» WHAT TO PRODUCE
Copy the records word for word, from their beginning through the line containing "positive clicks: (381, 311) (221, 257)", and leave the pictures out of your copy.

» RECORDS FOR THIS TASK
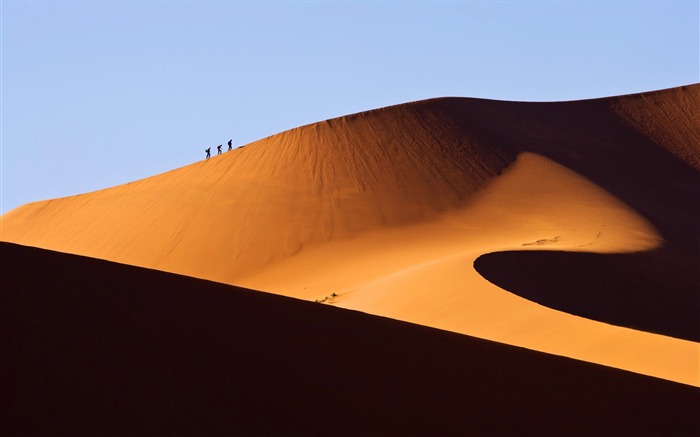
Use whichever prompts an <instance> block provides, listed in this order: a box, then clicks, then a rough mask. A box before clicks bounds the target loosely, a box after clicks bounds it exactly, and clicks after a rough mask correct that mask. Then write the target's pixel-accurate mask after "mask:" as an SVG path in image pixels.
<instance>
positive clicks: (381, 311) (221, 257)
mask: <svg viewBox="0 0 700 437" xmlns="http://www.w3.org/2000/svg"><path fill="white" fill-rule="evenodd" d="M698 120H700V85H693V86H686V87H679V88H675V89H669V90H662V91H657V92H650V93H643V94H637V95H630V96H620V97H610V98H603V99H595V100H585V101H574V102H555V103H523V102H503V101H491V100H482V99H468V98H440V99H432V100H425V101H419V102H412V103H407V104H403V105H397V106H392V107H387V108H381V109H376V110H372V111H367V112H363V113H359V114H353V115H348V116H346V117H341V118H337V119H332V120H327V121H324V122H320V123H315V124H312V125H308V126H302V127H299V128H296V129H292V130H290V131H286V132H282V133H279V134H277V135H273V136H271V137H268V138H265V139H262V140H259V141H256V142H254V143H251V144H248V145H246V147H244V148H241V149H237V150H234V151H232V152H228V153H225V154H223V155H222V156H215V157H213V158H212V159H210V160H206V161H201V162H197V163H195V164H192V165H189V166H187V167H183V168H180V169H176V170H173V171H170V172H168V173H164V174H161V175H157V176H153V177H151V178H147V179H143V180H140V181H136V182H132V183H129V184H125V185H121V186H117V187H113V188H110V189H106V190H101V191H97V192H92V193H87V194H81V195H77V196H73V197H68V198H63V199H54V200H48V201H43V202H37V203H33V204H29V205H25V206H22V207H20V208H17V209H15V210H13V211H10V212H9V213H7V214H5V215H3V216H2V237H1V238H2V240H4V241H8V242H14V243H18V244H22V245H28V246H36V247H42V248H47V249H52V250H57V251H61V252H67V253H73V254H81V255H86V256H90V257H95V258H101V259H105V260H110V261H115V262H119V263H125V264H131V265H135V266H141V267H147V268H151V269H157V270H162V271H167V272H173V273H178V274H182V275H187V276H192V277H197V278H202V279H208V280H213V281H217V282H222V283H227V284H234V285H239V286H244V287H248V288H253V289H258V290H265V291H268V292H272V293H277V294H283V295H286V296H291V297H295V298H299V299H305V300H311V301H313V300H319V301H322V302H324V303H326V304H332V305H336V306H339V307H344V308H347V309H354V310H359V311H363V312H366V313H371V314H376V315H381V316H385V317H390V318H393V319H398V320H403V321H408V322H413V323H417V324H421V325H426V326H431V327H435V328H440V329H445V330H449V331H453V332H457V333H462V334H468V335H472V336H476V337H480V338H483V339H489V340H494V341H498V342H501V343H507V344H511V345H517V346H522V347H525V348H528V349H533V350H538V351H543V352H548V353H551V354H557V355H563V356H567V357H572V358H576V359H579V360H585V361H589V362H593V363H599V364H604V365H607V366H611V367H617V368H620V369H625V370H629V371H633V372H637V373H641V374H645V375H652V376H656V377H659V378H664V379H668V380H671V381H676V382H682V383H684V384H689V385H694V386H700V345H699V344H698V341H700V325H699V322H698V318H697V314H700V293H699V290H700V275H698V274H697V266H698V265H700V253H699V252H700V251H699V247H700V226H699V224H700V202H699V201H698V200H699V199H700V123H698Z"/></svg>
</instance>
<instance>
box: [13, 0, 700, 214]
mask: <svg viewBox="0 0 700 437" xmlns="http://www.w3.org/2000/svg"><path fill="white" fill-rule="evenodd" d="M0 1H1V15H2V31H1V33H2V56H1V59H2V65H1V73H2V80H1V83H2V95H1V100H2V107H1V110H2V129H1V135H0V137H1V140H2V155H1V159H2V174H1V182H2V185H1V190H2V204H1V205H0V211H1V212H2V213H4V212H7V211H9V210H11V209H13V208H15V207H17V206H19V205H21V204H24V203H27V202H32V201H36V200H43V199H49V198H54V197H62V196H67V195H73V194H79V193H83V192H87V191H92V190H96V189H101V188H106V187H109V186H113V185H118V184H121V183H126V182H129V181H133V180H136V179H140V178H144V177H148V176H152V175H154V174H158V173H161V172H164V171H167V170H171V169H174V168H177V167H181V166H183V165H186V164H190V163H192V162H194V161H197V160H200V159H202V158H204V149H205V148H207V147H210V146H211V147H213V148H215V146H217V145H218V144H222V143H225V142H226V141H227V140H228V139H229V138H233V142H234V145H235V146H240V145H243V144H246V143H249V142H251V141H254V140H257V139H260V138H263V137H266V136H269V135H273V134H275V133H278V132H281V131H284V130H287V129H290V128H293V127H296V126H300V125H304V124H308V123H313V122H317V121H322V120H325V119H328V118H333V117H337V116H341V115H346V114H350V113H354V112H359V111H364V110H369V109H374V108H378V107H382V106H388V105H393V104H398V103H404V102H408V101H413V100H419V99H426V98H432V97H442V96H462V97H482V98H492V99H500V100H526V101H551V100H573V99H585V98H593V97H603V96H610V95H618V94H628V93H636V92H642V91H650V90H656V89H662V88H669V87H674V86H679V85H686V84H690V83H697V82H700V54H699V53H700V47H699V45H700V31H699V24H698V23H699V22H700V5H699V3H700V2H698V1H672V0H668V1H633V0H627V1H411V2H409V1H403V2H402V1H383V2H382V1H342V2H341V1H297V2H293V1H289V2H258V1H247V2H236V1H128V0H122V1H30V0H22V1H7V0H0ZM225 148H226V146H225V145H224V149H225Z"/></svg>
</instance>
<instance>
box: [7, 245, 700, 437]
mask: <svg viewBox="0 0 700 437" xmlns="http://www.w3.org/2000/svg"><path fill="white" fill-rule="evenodd" d="M0 262H2V266H3V269H2V277H1V280H2V284H3V287H2V290H1V292H0V299H1V302H2V310H3V317H2V318H1V319H0V333H1V334H0V350H2V354H3V357H2V358H3V359H1V360H0V373H2V375H3V377H2V379H0V383H1V384H2V386H0V405H2V410H3V414H2V419H1V420H0V433H2V434H3V435H203V434H204V435H346V434H347V435H402V436H406V435H557V436H558V435H600V436H602V435H616V436H619V435H635V436H639V435H654V436H657V435H696V434H697V433H698V432H700V423H699V422H698V418H697V408H698V406H700V391H698V390H697V389H696V388H693V387H688V386H686V385H682V384H677V383H672V382H668V381H663V380H659V379H655V378H650V377H646V376H642V375H637V374H634V373H629V372H624V371H620V370H616V369H611V368H607V367H603V366H598V365H594V364H589V363H583V362H581V361H576V360H571V359H566V358H562V357H557V356H553V355H547V354H543V353H539V352H534V351H530V350H527V349H522V348H517V347H513V346H508V345H503V344H499V343H494V342H489V341H484V340H481V339H478V338H474V337H468V336H462V335H456V334H453V333H449V332H445V331H439V330H435V329H431V328H427V327H421V326H418V325H413V324H409V323H405V322H400V321H395V320H391V319H386V318H381V317H376V316H370V315H367V314H362V313H360V312H356V311H346V310H341V309H337V308H332V307H329V306H325V305H318V304H314V303H310V302H303V301H300V300H296V299H289V298H286V297H282V296H275V295H271V294H268V293H259V292H255V291H251V290H245V289H241V288H237V287H231V286H226V285H223V284H219V283H214V282H209V281H204V280H199V279H194V278H190V277H184V276H177V275H173V274H168V273H164V272H159V271H154V270H147V269H142V268H137V267H131V266H125V265H120V264H116V263H112V262H107V261H103V260H97V259H90V258H84V257H79V256H75V255H68V254H62V253H57V252H51V251H46V250H40V249H36V248H29V247H23V246H17V245H14V244H9V243H2V244H0Z"/></svg>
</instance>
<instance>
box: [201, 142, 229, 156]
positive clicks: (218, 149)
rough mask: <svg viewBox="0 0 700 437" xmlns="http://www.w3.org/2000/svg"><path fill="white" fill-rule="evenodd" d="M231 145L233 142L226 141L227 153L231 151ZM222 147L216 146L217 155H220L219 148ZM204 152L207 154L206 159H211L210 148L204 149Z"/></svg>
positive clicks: (221, 145)
mask: <svg viewBox="0 0 700 437" xmlns="http://www.w3.org/2000/svg"><path fill="white" fill-rule="evenodd" d="M231 143H233V140H228V150H227V152H230V151H231V149H233V146H232V145H231ZM223 146H224V145H223V144H219V145H218V146H216V151H217V155H221V148H222V147H223ZM204 151H205V152H207V157H206V159H209V158H211V147H209V148H207V149H204Z"/></svg>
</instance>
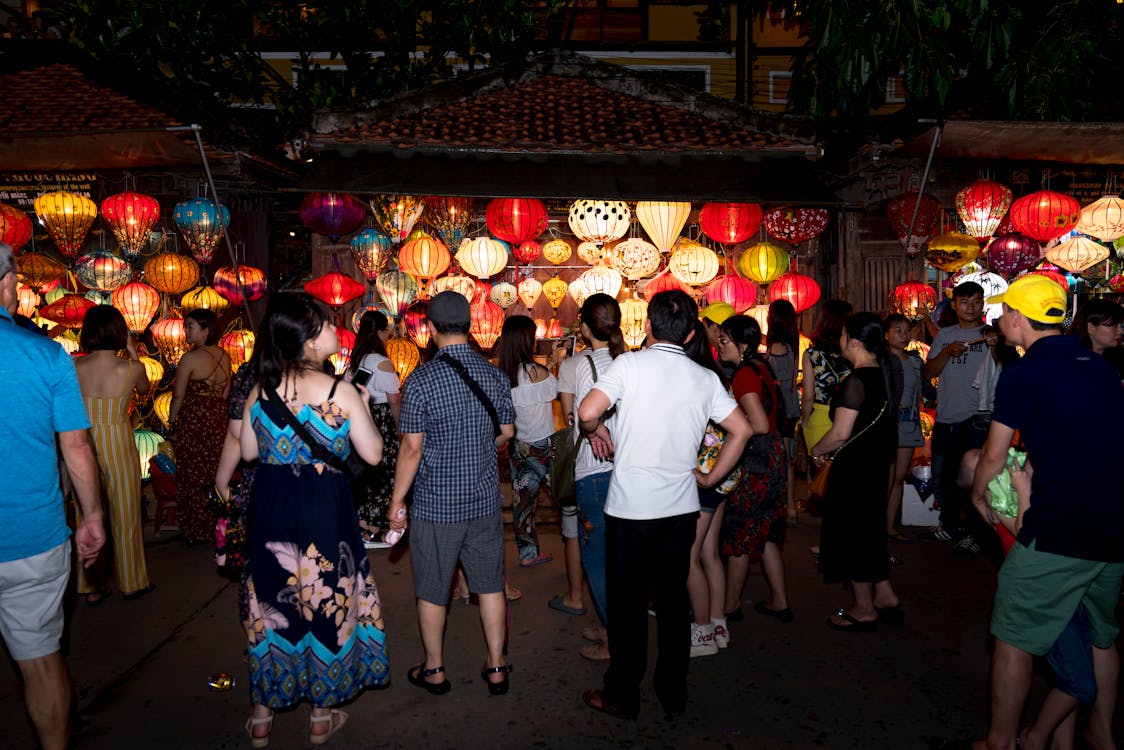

» RESULT OF THE EXERCISE
Use whichever prompts an <instance> block provides, listed in this order: a box, then clicks, then a rough mask. A box before clicks bounds the target loosely, a box after clicks bounds it exactly, and clicks after a rough mask correct that mask. Then write the target's pixel-accurate mask after "mask:" as an SVG path in image pixels.
<instance>
positive clicks: (381, 311) (221, 257)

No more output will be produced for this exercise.